▶ **Page extract**
========
COPPERSMITH, SAM (1955– ), attorney and U.S. congressman. Coppersmith, was born in Johnstown, Pennsylvania, and educated in the local public schools, attending religious school from kindergarten through confirmation at the end of the tenth grade. He had his bar mitzvah at Johnstown's Conservative synagogue.

Coppersmith attended Harvard University, where he graduated magna cum laude in 1976. He earned a Juris Doctor at Yale in 1982 and then moved to Phoenix, Arizona, where he clerked in the Ninth Circuit Court of Appeals and eventually entered private practice. From the outset, Coppersmith became heavily involved in local civic and political affairs. In 1992, prodded by the local Democratic elite, Coppersmith declared for Arizona's First Congressional District seat against incumbent Republican Jay Rhodes. In Phoenix the first Congressional District seat had been occupied by a Rhodes – Jay and father John – for more than 40 years. Running as a "new-generation Democrat" (pro-choice and business-oriented), Coppersmith coasted to an easy victory in the Democratic primary and then scored an upset victory in the November general election.

Coppersmith took seats on the Public Works Committee and Science, Space and Technology Committee. During his one term in the House (1993–94), he kept a unique campaign promise: he turned down a congressional pay raise. He also gained attention with his leadership of an effort to eliminate the "Advanced Liquid Metal Reactor Program," an effort that brought praise from experts concerned about America's plutonium policy. Although largely unnoticed at the time, Coppersmith was also the first member of Congress to wire his office up to the Internet. In 1994 he gave up his House seat in order to run for the United States Senate; he lost that race and returned to Arizona for good.

After leaving Congress, Coppersmith practiced business and real estate law in Phoenix and wrote a weekly opinion column for the Tribune newspaper chain. In 1996, during his tenure as chair of the Arizona Democratic Party, Bill Clinton and Al Gore became the first Democrats to win Arizona since Harry S. Truman in 1948. In late 2004 he traveled several times to the Ukraine to serve on a panel of international observers monitoring the former Soviet republic's contentious presidential elections.

Coppersmith's wife, Beth Schermer, who practiced law with him, specialized in legal issues involving health care. One of Coppersmith's sisters, Dr. Susan N. Coppersmith, became a professor of physics at the University of Chicago. Their father, Louis Coppersmith, served 12 years (1969–81) in the Pennsylvania State Senate, where he chaired the Public Health and Welfare Committee and was known as the "Conscience of the Senate."

bibliography:

K.F. Stone The Congressional Minyan: The Jews of Capitol Hill (2000), 66–68.
========
(Entries drawn from a collection)
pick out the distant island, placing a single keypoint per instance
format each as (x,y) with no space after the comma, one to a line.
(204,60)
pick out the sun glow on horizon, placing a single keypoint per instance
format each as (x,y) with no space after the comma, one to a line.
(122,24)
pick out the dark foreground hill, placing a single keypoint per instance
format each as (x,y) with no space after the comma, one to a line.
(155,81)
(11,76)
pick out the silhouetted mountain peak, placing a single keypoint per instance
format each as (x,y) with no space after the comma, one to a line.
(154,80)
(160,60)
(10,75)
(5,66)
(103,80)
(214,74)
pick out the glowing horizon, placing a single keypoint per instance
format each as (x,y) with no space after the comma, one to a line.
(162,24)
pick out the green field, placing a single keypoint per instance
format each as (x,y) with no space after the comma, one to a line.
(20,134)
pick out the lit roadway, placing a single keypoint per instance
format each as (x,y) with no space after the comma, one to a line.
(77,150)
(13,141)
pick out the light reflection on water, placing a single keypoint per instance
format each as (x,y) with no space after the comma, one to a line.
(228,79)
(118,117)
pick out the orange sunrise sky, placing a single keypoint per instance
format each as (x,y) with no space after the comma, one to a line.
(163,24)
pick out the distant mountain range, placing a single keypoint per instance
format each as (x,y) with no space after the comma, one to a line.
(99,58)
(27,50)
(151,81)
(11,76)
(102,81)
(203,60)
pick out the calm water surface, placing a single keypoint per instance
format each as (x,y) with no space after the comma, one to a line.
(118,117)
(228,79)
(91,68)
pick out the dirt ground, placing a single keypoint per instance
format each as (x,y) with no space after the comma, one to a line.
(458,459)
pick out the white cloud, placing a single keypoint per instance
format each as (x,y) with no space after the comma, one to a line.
========
▶ **Explore the material**
(1) According to the Coppersmith entry, what was Coppersmith the first member of Congress to do?
(2) Extract the passage of the Coppersmith entry between "Coppersmith attended Harvard" and "November general election.", inclusive.

▶ **Task results**
(1) He was the first member of Congress to wire his office up to the Internet.

(2)
Coppersmith attended Harvard University, where he graduated magna cum laude in 1976. He earned a Juris Doctor at Yale in 1982 and then moved to Phoenix, Arizona, where he clerked in the Ninth Circuit Court of Appeals and eventually entered private practice. From the outset, Coppersmith became heavily involved in local civic and political affairs. In 1992, prodded by the local Democratic elite, Coppersmith declared for Arizona's First Congressional District seat against incumbent Republican Jay Rhodes. In Phoenix the first Congressional District seat had been occupied by a Rhodes – Jay and father John – for more than 40 years. Running as a "new-generation Democrat" (pro-choice and business-oriented), Coppersmith coasted to an easy victory in the Democratic primary and then scored an upset victory in the November general election.